The Jianquan Taijiquan Association (also spelled as Chien-ch'uan T'ai Chi Ch'uan Association, Chian Chuan Taichi Chuan Association and in Chinese: 鑑泉太極拳社) is a well known school teaching Wu style t'ai chi ch'uan.

It was founded in 1935 by Wu Chien-ch'üan (Wu Jianquan, 吳鑑泉, 1870–1942) in Shanghai, and in the beginning operated out of the Shanghai YMCA. In 1937 Wu Kung-tsao opened a school in the British colony of Hong Kong during the Second Sino-Japanese War (1937–1945) in response to the ban on Chinese martial arts instituted by the Japanese. In 1942, when Wu Chien-ch'üan died, his oldest son Wu Kung-i became head of the Association, eventually moving its headquarters to the Hong Kong school where it has continued uninterrupted to this day. In English the Hong Kong branch and its subsidiaries call themselves "Wu's T'ai Chi Ch'uan Academies."

▸ **What is asked**
a: Answer from the passage on the Jianquan Taijiquan Association:
(i) In what year and in which city was the Association founded?
(ii) Who became head of the Association in 1942?
(iii) What English name do the Hong Kong branch and its subsidiaries use?
b: Count the lines of the listing that contain the string "green", with case counting, and give only the number.
The listing has no connection to the passage on the Jianquan Taijiquan Association.

Coordinate annotation entries:
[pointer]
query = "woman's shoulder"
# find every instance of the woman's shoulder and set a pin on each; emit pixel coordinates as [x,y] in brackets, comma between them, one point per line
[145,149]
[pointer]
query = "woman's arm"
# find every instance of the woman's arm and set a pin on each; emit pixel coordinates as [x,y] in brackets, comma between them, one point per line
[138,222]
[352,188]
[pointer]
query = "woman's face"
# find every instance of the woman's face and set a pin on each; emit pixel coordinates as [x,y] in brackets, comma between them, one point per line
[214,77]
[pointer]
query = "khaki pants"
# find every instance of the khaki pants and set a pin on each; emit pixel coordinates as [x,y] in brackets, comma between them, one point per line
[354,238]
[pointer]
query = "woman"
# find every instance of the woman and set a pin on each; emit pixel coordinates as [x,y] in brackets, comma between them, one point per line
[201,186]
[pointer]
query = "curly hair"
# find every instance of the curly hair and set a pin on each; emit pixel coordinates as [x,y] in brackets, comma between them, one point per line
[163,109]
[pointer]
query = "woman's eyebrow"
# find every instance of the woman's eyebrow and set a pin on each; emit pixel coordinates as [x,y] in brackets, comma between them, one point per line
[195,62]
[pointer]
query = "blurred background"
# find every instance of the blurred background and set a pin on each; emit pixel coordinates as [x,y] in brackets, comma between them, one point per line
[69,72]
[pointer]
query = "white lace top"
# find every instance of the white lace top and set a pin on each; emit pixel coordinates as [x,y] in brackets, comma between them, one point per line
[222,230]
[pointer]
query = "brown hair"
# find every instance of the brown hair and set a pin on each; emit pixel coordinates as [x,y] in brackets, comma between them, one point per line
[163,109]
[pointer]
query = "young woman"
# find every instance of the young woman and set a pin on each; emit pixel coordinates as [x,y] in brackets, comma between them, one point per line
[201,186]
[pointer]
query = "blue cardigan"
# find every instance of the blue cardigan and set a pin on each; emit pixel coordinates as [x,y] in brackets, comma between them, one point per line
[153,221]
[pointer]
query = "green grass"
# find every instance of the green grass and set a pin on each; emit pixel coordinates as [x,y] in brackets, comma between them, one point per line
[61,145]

▸ **Expected responses**
a:
(i) 1935, in Shanghai
(ii) Wu Kung-i, the oldest son of Wu Chien-ch'üan
(iii) "Wu's T'ai Chi Ch'uan Academies"

b: 2